- _Direction_
Render the records below as a two-column CSV with the header row label_text,points, one row per record. Put the record's text in the first field and its answer in the second, enclose each field in double quotes, and replace every line break with a space.

Records for processing start

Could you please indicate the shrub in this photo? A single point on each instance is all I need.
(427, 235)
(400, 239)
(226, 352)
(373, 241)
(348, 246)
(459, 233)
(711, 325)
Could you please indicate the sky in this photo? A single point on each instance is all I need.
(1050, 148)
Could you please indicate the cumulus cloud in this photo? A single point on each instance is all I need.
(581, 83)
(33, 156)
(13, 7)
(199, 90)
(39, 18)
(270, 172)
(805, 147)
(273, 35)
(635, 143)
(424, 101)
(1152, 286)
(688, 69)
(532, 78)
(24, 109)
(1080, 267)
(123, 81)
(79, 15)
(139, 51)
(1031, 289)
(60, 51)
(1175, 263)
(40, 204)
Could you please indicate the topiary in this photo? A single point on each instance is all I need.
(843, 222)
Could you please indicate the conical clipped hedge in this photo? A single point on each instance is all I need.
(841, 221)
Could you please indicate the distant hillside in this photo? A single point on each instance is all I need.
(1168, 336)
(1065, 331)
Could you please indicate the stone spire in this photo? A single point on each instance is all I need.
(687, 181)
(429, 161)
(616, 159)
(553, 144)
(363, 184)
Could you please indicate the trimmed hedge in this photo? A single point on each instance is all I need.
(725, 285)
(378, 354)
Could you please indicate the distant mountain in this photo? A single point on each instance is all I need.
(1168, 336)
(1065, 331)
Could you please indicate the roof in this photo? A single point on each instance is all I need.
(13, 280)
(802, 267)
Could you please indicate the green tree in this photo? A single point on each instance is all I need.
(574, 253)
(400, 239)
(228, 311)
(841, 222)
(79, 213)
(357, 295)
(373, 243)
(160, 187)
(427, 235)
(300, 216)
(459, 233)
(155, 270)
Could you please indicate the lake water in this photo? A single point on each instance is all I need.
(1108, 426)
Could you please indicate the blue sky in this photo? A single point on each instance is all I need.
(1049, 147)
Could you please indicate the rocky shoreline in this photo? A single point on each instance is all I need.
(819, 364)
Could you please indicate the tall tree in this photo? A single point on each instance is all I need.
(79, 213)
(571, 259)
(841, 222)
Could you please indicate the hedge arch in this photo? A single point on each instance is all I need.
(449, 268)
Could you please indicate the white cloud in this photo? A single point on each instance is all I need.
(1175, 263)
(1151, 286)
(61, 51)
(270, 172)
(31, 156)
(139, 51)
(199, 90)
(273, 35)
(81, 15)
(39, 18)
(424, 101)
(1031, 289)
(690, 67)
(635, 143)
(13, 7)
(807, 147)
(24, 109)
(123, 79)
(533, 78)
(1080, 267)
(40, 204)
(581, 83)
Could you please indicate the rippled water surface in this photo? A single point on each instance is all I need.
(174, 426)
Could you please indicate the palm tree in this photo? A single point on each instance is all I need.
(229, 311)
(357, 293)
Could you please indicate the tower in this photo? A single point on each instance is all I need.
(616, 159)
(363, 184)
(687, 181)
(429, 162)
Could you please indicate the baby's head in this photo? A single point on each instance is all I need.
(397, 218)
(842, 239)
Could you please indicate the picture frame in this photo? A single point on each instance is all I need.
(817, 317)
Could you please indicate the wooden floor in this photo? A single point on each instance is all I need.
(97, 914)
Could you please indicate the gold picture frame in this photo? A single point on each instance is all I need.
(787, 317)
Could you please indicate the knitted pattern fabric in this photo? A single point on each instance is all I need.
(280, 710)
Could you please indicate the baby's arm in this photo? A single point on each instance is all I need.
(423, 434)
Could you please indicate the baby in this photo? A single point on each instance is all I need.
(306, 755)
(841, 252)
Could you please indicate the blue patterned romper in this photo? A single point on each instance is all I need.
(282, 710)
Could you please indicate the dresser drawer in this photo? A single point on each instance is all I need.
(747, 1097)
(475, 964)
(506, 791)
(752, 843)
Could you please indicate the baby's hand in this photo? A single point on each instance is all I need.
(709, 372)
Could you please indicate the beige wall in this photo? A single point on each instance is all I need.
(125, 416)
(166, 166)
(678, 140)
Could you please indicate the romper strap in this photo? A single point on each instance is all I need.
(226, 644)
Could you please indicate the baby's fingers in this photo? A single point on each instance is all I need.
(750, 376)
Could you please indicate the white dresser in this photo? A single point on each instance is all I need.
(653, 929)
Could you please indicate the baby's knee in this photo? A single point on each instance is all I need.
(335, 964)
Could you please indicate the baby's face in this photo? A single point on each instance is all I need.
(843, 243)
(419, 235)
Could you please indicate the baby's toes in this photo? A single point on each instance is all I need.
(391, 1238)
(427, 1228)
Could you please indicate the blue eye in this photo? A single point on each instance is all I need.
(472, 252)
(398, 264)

Records for processing end

- _Written response_
label_text,points
"Could you please indicate the shrub in this photo? A single point on each instance is all I need.","(427, 235) (400, 239) (226, 352) (373, 241) (348, 246) (459, 233) (711, 325)"
"Could you please indicate the sky in this photo? A single point on each instance is all I need.","(1050, 148)"
"Could you please indicate the cumulus cloud in this photo? A single point on each instance is all I need.","(581, 83) (33, 156) (13, 7) (199, 90) (39, 18) (270, 172) (805, 147) (273, 35) (635, 143) (424, 101) (1152, 286) (688, 69) (532, 78) (24, 109) (1080, 267) (123, 81) (79, 15) (139, 51) (1031, 289) (60, 51) (1175, 263) (40, 204)"
"Could you please indicate the topiary in this photo? A single point on each instance is all I need.","(843, 222)"
"Could you please indicate the conical clipped hedge in this photo? A single point on each instance is all I need.","(841, 221)"
"Could you please indicate the distant hillside in this photo? A single point on each instance is all I need.","(1168, 336) (1065, 331)"
"Could you please indicate the stone spire in this photo? A single point on each instance is all I need.","(687, 181) (429, 161) (616, 159) (553, 144) (363, 184)"
"Could you please indicate the trimmed hedge in this photo? A single point on each instance is all I need.","(725, 285) (378, 354)"
"Could you please indicate the distant mountain in this photo? A single point on each instance is all I need.","(1168, 336) (1065, 331)"
"Could you please indicate the roof in this photo? A single point on each instance is all I need.","(13, 280) (802, 267)"
"Could you please indicate the green tree in this photo? A single point on each instance is all I need.","(574, 253) (400, 239) (228, 311) (841, 222) (79, 213) (357, 295) (373, 243) (160, 187) (427, 235) (300, 216) (459, 233) (155, 270)"
"Could you please indicate the lake water in this photo? A single point on each instance is all I need.","(1108, 426)"
"Could you please indicate the blue sky in this photo? A single point on each instance is all I need.","(1049, 147)"
"Could you please indicate the rocky shoreline in this photo? A single point on each instance is all I need.","(819, 364)"
"Could you please indicate the tall tree in this photo? A single point on each instance is all I need.","(79, 213) (571, 259) (841, 222)"
"Could you please indicate the hedge arch in this photo? A single point on each instance is all I need.","(449, 268)"
"Could you please indicate the white cloud in this photo? A single point on each instance is all I need.","(1175, 263) (1151, 286) (61, 51) (270, 172) (31, 156) (139, 51) (199, 90) (273, 35) (81, 15) (39, 18) (424, 101) (1031, 289) (690, 67) (635, 143) (13, 7) (807, 147) (24, 109) (123, 79) (533, 78) (1080, 267) (40, 204) (581, 83)"
"Could you please indicate the rippled water surface in this photo? A single point on each instance is all I need.","(174, 426)"
"Could you please indicate the palm tree in this photo? A single point on each instance is all I need.","(229, 311) (357, 293)"
"Could you please indicate the tower in this photo? A single point on each instance is all I need.","(616, 159) (363, 184) (687, 181) (429, 162)"
"Could you please indicate the baby's head in this photo? A single point on each instance is all I need.","(397, 218) (842, 239)"
"Could you please indicate the picture frame in this photo? A single point on each instance is all I need.","(817, 317)"
"Could you please indicate the wooden floor in this photo? A single point on each instance is all I need.","(97, 914)"
"Could you please indicate the gold picture frame in this photo? A single point on each instance is all I need.","(787, 317)"
"Could you please indicate the knitted pattern fabric in this photo? A single point on each instance is all I need.","(280, 710)"
"Could you please indicate the baby's arm in this photo? A single point on each instance is all I need.","(423, 434)"
"Could you please indicate the baby in this photo? A single point on each instance is all I need.","(306, 755) (841, 252)"
"Could you please indicate the blue patterned romper in this photo? A single point on each instance is all I need.","(282, 710)"
"Could you please indicate the dresser drawer in this photo? A single point on each instance is all I need.","(747, 1097) (475, 964) (506, 791) (752, 843)"
"Could you please indicate the baby's hand in this photo? A single point on each instance is all I need.","(709, 372)"
"Could you please indicate the beige wall in this photo? A single point on each instance is all I need.","(125, 416) (166, 166) (678, 140)"
"Could you please indicate the romper strap in this photo? A single point on each instance is all I need.","(226, 644)"
"Could you please indicate the baby's fingers in this photo? A single point on each instance is all I need.","(750, 376)"
"Could you please indicate the white dresser in this photo? A single point on each instance is all I need.","(653, 929)"
"Could you please indicate the baby's knee in this photo? A single point on each instance is all I need.","(335, 964)"
"Could you please indicate the baby's face in this photo? A single point on each instance is all I need.","(843, 243) (419, 235)"
"Could you please indicate the baby's toes in this photo? A single point on each instance is all I need.","(391, 1238) (427, 1228)"
"Could you please indicate the blue eye in this photo? A single point on each instance is all I need.","(472, 252) (398, 264)"